**Stored data entries:**
Segment Open

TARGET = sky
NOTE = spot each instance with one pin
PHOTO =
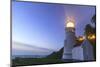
(43, 25)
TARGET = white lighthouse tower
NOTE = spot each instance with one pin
(69, 39)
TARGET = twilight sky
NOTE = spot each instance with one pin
(42, 25)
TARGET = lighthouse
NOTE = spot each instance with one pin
(69, 41)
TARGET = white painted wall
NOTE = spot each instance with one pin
(77, 53)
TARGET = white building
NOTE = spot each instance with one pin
(81, 52)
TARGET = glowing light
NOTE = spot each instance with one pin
(81, 38)
(92, 36)
(70, 24)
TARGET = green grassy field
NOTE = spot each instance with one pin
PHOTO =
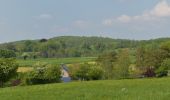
(132, 89)
(30, 62)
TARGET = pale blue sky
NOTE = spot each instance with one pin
(130, 19)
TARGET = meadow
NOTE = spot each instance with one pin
(30, 62)
(130, 89)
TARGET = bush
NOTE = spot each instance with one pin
(89, 72)
(43, 73)
(83, 72)
(163, 69)
(7, 54)
(8, 70)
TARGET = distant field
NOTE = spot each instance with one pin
(30, 62)
(135, 89)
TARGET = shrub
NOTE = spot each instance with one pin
(43, 73)
(163, 69)
(7, 54)
(8, 70)
(96, 73)
(83, 72)
(89, 72)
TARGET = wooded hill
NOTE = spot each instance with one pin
(74, 46)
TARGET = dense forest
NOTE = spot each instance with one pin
(71, 46)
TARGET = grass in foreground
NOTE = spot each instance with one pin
(135, 89)
(30, 62)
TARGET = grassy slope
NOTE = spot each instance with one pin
(31, 62)
(138, 89)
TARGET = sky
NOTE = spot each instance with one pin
(124, 19)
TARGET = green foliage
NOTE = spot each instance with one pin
(89, 72)
(83, 72)
(121, 69)
(107, 61)
(43, 73)
(163, 69)
(8, 69)
(7, 54)
(95, 72)
(131, 89)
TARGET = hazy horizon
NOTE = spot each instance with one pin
(117, 19)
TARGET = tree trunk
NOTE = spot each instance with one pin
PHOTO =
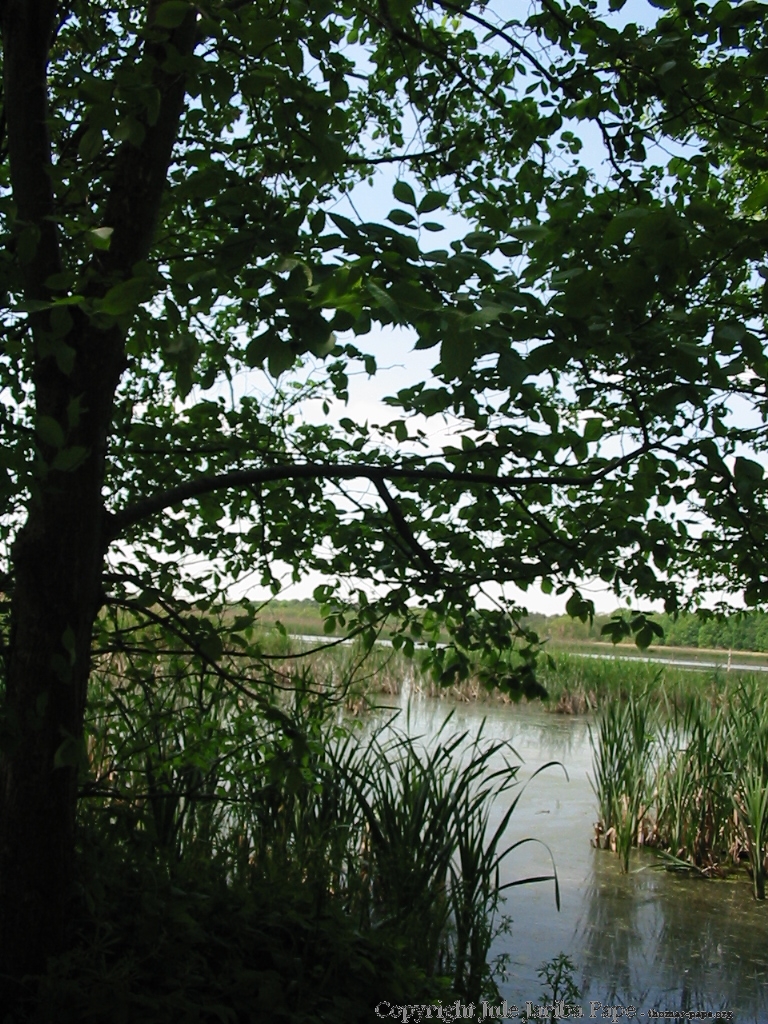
(57, 558)
(57, 563)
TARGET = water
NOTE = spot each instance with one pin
(650, 938)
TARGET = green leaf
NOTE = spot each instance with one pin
(49, 431)
(171, 13)
(457, 355)
(433, 201)
(400, 217)
(100, 238)
(70, 459)
(91, 143)
(125, 297)
(403, 194)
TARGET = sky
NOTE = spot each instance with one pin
(401, 366)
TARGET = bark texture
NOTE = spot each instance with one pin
(75, 366)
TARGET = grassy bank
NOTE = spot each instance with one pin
(243, 857)
(692, 782)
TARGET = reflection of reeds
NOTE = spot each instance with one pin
(395, 834)
(694, 784)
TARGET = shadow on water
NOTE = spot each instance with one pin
(649, 938)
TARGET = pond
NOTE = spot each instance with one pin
(649, 938)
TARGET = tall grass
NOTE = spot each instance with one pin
(692, 782)
(317, 829)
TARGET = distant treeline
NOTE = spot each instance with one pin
(741, 631)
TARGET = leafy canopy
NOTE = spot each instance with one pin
(598, 334)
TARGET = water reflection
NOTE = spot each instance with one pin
(650, 939)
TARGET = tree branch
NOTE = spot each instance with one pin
(141, 171)
(241, 478)
(406, 532)
(27, 31)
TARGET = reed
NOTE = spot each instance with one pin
(692, 782)
(282, 792)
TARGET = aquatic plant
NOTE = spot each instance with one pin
(196, 777)
(693, 783)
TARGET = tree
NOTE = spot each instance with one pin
(169, 181)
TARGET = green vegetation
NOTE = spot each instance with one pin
(692, 782)
(194, 275)
(245, 857)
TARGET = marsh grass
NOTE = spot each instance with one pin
(692, 782)
(232, 848)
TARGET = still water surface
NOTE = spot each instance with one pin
(651, 939)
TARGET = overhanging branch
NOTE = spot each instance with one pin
(242, 478)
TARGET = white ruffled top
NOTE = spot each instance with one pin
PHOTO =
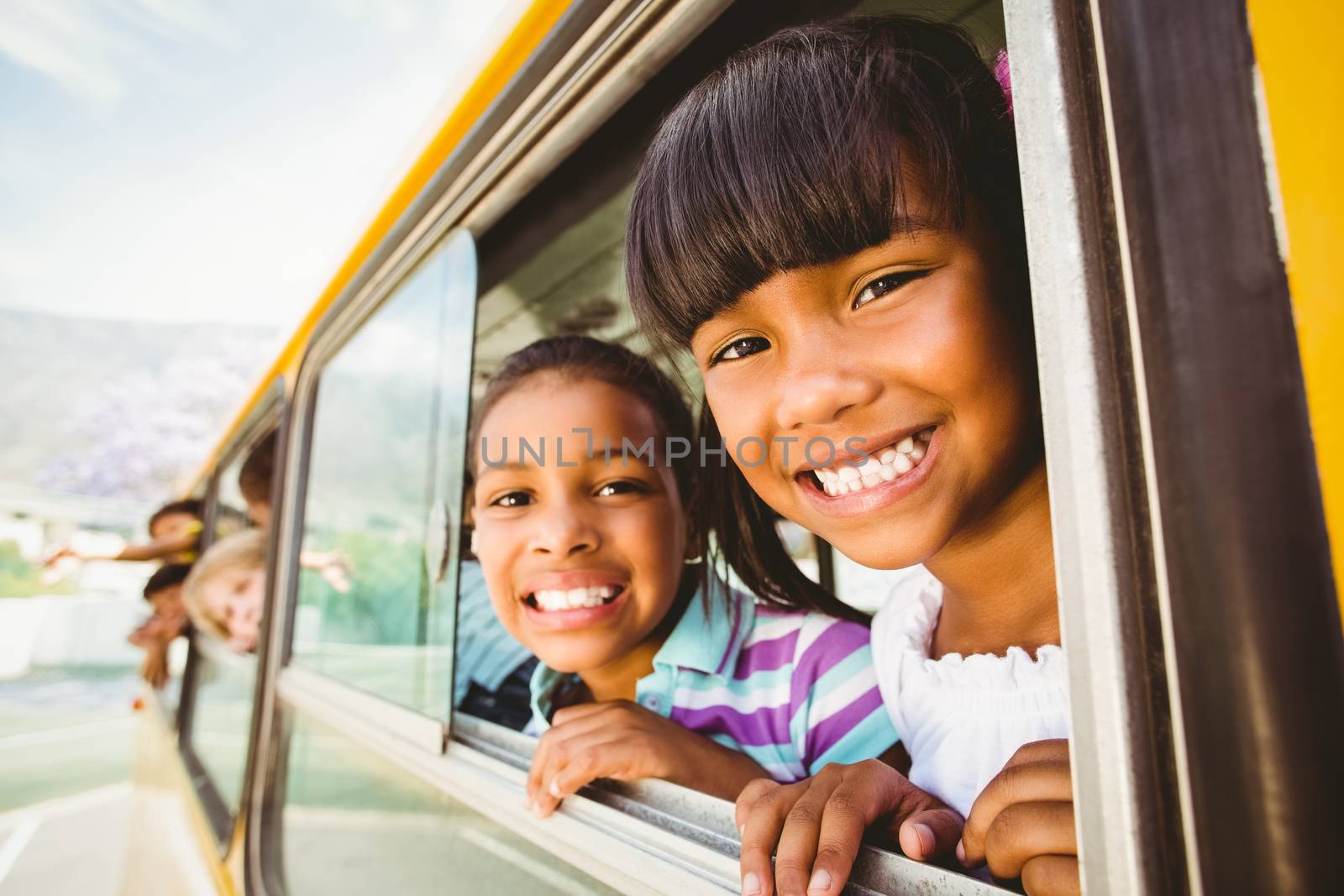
(961, 718)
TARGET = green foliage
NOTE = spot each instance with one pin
(19, 578)
(386, 594)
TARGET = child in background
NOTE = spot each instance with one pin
(255, 481)
(255, 476)
(163, 591)
(225, 590)
(175, 537)
(848, 269)
(648, 668)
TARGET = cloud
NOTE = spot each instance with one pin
(92, 49)
(64, 42)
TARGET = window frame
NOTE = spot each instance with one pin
(628, 43)
(1116, 607)
(268, 416)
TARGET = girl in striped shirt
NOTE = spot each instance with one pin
(832, 223)
(649, 667)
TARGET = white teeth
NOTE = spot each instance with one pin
(575, 598)
(882, 466)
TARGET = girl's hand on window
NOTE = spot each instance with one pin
(1023, 822)
(819, 825)
(625, 741)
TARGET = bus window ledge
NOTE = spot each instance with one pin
(689, 815)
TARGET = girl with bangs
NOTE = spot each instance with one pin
(832, 224)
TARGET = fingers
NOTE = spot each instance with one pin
(761, 824)
(931, 835)
(749, 797)
(1027, 831)
(1052, 876)
(1043, 781)
(801, 839)
(571, 765)
(847, 812)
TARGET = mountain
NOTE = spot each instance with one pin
(155, 396)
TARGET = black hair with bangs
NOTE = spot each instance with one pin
(799, 152)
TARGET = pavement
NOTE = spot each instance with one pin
(66, 752)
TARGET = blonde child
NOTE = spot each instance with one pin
(226, 587)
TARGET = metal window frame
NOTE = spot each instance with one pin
(1254, 649)
(223, 820)
(1128, 755)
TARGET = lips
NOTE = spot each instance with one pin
(882, 465)
(575, 598)
(887, 476)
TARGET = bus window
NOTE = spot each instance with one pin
(221, 678)
(370, 606)
(354, 822)
(217, 735)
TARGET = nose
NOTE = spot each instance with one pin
(817, 391)
(564, 531)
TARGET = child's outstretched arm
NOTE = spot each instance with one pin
(132, 553)
(624, 741)
(1021, 825)
(819, 824)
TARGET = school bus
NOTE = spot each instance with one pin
(1183, 196)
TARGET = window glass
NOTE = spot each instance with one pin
(355, 824)
(371, 602)
(222, 718)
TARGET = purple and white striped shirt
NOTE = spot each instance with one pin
(792, 689)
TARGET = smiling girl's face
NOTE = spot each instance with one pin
(233, 598)
(906, 345)
(582, 562)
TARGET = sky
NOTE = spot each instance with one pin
(192, 160)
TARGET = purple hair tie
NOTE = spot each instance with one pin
(1003, 74)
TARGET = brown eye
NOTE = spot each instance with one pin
(886, 284)
(741, 348)
(620, 486)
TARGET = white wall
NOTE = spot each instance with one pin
(67, 631)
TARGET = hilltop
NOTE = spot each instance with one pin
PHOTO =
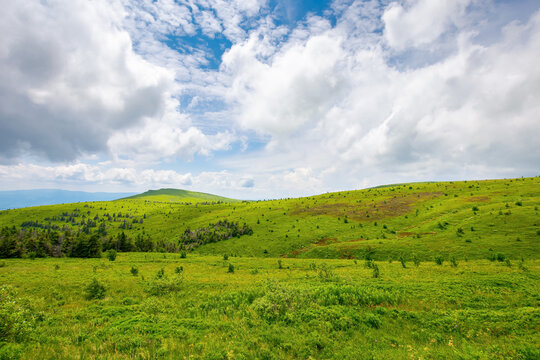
(466, 219)
(178, 195)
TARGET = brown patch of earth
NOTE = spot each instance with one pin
(365, 211)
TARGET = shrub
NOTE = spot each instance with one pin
(325, 273)
(95, 290)
(16, 317)
(162, 285)
(111, 254)
(376, 272)
(373, 320)
(403, 261)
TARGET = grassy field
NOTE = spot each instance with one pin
(265, 309)
(470, 219)
(423, 271)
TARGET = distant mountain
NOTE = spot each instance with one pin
(25, 198)
(178, 195)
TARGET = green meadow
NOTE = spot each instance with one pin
(442, 270)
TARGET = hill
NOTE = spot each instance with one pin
(178, 195)
(25, 198)
(467, 219)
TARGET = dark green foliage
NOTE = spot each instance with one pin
(416, 260)
(222, 230)
(403, 261)
(376, 272)
(111, 254)
(95, 290)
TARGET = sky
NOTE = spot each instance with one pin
(257, 99)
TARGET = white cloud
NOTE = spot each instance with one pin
(420, 22)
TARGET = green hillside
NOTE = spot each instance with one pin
(467, 219)
(178, 195)
(446, 270)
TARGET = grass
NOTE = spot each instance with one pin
(425, 270)
(479, 309)
(468, 219)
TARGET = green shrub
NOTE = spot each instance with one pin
(373, 320)
(111, 254)
(376, 272)
(95, 290)
(162, 284)
(16, 316)
(403, 261)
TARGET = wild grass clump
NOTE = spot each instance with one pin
(161, 284)
(16, 316)
(111, 254)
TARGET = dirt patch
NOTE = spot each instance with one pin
(478, 199)
(368, 211)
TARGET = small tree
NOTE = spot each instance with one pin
(111, 254)
(95, 290)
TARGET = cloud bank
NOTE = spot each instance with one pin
(361, 94)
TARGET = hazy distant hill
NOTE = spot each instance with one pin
(25, 198)
(178, 195)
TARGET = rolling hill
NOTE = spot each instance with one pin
(466, 219)
(178, 195)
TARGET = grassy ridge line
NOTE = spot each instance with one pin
(177, 195)
(467, 219)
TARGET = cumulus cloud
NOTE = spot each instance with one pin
(388, 92)
(420, 22)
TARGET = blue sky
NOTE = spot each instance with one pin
(263, 99)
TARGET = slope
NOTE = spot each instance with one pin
(178, 195)
(466, 220)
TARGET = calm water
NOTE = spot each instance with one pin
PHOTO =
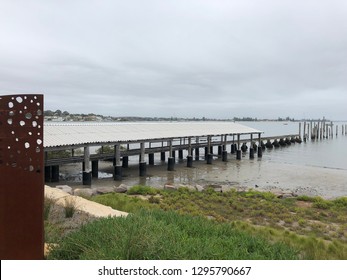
(313, 168)
(326, 153)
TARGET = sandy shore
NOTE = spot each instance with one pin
(257, 174)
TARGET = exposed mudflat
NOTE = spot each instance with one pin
(257, 174)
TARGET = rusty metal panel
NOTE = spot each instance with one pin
(21, 177)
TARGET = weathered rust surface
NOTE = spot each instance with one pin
(21, 177)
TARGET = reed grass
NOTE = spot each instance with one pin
(158, 234)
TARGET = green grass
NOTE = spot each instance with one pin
(157, 234)
(315, 227)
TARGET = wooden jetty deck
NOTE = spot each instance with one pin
(148, 139)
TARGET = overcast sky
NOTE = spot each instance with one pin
(180, 58)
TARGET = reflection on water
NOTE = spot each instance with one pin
(315, 168)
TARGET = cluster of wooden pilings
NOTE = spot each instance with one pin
(317, 130)
(228, 146)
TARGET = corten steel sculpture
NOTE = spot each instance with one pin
(21, 177)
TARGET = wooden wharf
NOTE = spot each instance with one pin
(232, 144)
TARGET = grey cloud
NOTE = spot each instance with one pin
(189, 58)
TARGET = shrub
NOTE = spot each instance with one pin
(156, 234)
(70, 207)
(48, 203)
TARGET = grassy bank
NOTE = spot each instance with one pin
(157, 234)
(243, 222)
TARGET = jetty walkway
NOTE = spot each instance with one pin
(141, 139)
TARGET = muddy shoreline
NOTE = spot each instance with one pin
(245, 174)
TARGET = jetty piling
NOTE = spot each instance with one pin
(182, 144)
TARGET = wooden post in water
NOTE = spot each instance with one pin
(304, 135)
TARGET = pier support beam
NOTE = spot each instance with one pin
(197, 149)
(117, 168)
(209, 150)
(171, 159)
(220, 150)
(162, 156)
(238, 151)
(95, 168)
(189, 157)
(125, 162)
(180, 154)
(224, 152)
(260, 150)
(87, 173)
(251, 149)
(151, 159)
(171, 164)
(142, 164)
(197, 154)
(48, 173)
(55, 173)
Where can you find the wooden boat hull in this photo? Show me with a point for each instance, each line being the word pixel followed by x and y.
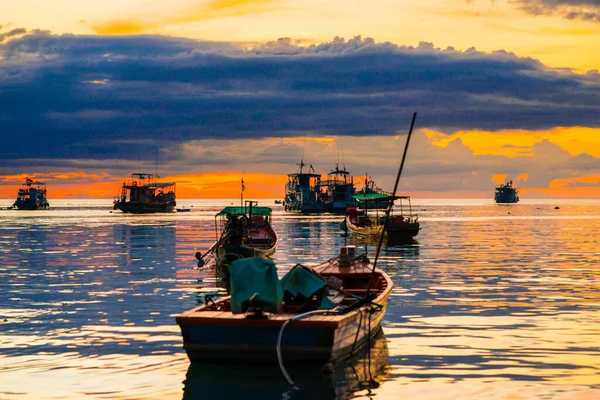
pixel 220 336
pixel 316 340
pixel 148 208
pixel 30 205
pixel 230 252
pixel 395 232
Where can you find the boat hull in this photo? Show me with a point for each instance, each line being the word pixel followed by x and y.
pixel 394 232
pixel 230 252
pixel 212 333
pixel 30 205
pixel 148 208
pixel 241 339
pixel 506 199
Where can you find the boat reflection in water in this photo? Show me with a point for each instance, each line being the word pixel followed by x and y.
pixel 364 371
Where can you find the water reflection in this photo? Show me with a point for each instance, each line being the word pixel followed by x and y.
pixel 484 304
pixel 362 373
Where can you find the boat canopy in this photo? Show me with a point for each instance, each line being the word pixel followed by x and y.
pixel 377 197
pixel 244 210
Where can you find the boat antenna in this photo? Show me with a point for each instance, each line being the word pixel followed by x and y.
pixel 302 165
pixel 391 203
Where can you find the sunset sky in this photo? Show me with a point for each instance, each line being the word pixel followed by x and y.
pixel 223 89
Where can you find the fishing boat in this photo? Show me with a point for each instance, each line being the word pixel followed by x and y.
pixel 303 191
pixel 368 188
pixel 245 231
pixel 315 315
pixel 144 195
pixel 367 369
pixel 400 226
pixel 32 196
pixel 506 193
pixel 339 189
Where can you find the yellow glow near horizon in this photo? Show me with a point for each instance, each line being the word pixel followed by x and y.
pixel 519 143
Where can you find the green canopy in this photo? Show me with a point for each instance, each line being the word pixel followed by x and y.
pixel 245 210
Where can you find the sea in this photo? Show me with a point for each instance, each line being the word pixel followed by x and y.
pixel 489 302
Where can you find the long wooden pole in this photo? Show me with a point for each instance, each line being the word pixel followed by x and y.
pixel 391 204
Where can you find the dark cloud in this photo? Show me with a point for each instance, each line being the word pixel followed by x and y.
pixel 571 9
pixel 78 97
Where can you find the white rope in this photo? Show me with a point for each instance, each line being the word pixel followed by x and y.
pixel 279 357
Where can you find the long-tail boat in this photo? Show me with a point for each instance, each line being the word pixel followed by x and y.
pixel 32 196
pixel 328 311
pixel 399 227
pixel 245 231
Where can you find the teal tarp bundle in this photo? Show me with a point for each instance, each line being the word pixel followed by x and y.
pixel 250 276
pixel 301 282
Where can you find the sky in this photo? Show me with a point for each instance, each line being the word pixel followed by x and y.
pixel 208 92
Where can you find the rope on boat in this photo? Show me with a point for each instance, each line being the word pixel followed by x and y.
pixel 295 318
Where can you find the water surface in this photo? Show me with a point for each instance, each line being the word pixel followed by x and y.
pixel 491 301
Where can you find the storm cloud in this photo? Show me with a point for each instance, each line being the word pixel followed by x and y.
pixel 94 97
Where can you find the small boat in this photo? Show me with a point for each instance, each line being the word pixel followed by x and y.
pixel 400 226
pixel 506 193
pixel 32 196
pixel 314 315
pixel 368 188
pixel 143 195
pixel 339 190
pixel 303 191
pixel 245 232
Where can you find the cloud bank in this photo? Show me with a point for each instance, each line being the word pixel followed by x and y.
pixel 73 97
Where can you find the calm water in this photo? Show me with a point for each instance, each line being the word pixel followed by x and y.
pixel 492 301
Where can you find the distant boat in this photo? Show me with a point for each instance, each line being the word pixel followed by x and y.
pixel 368 188
pixel 251 325
pixel 303 191
pixel 245 232
pixel 32 196
pixel 506 193
pixel 339 189
pixel 143 195
pixel 400 226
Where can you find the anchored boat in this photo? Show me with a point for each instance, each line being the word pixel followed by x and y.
pixel 339 190
pixel 245 232
pixel 144 195
pixel 32 196
pixel 303 191
pixel 506 193
pixel 315 315
pixel 367 222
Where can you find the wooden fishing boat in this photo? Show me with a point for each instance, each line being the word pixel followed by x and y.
pixel 399 227
pixel 219 332
pixel 32 196
pixel 245 232
pixel 144 195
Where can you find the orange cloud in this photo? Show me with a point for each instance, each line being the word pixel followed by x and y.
pixel 519 143
pixel 212 9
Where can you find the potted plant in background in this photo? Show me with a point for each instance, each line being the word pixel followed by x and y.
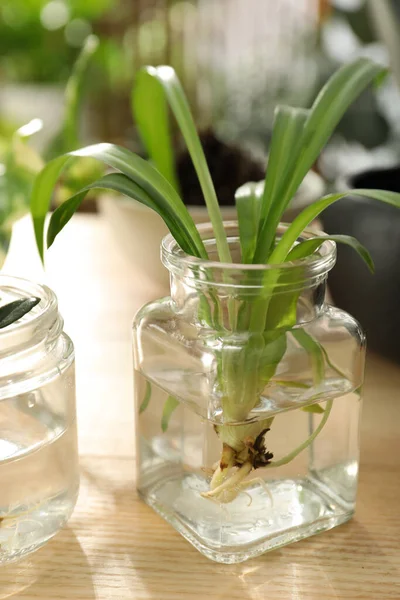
pixel 139 229
pixel 351 285
pixel 247 384
pixel 20 162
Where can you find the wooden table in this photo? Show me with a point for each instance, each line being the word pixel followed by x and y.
pixel 115 547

Segment Closed

**Task item:**
Across the entries above, count the lines with the word "jetty" and report that count by itself.

**Result:**
3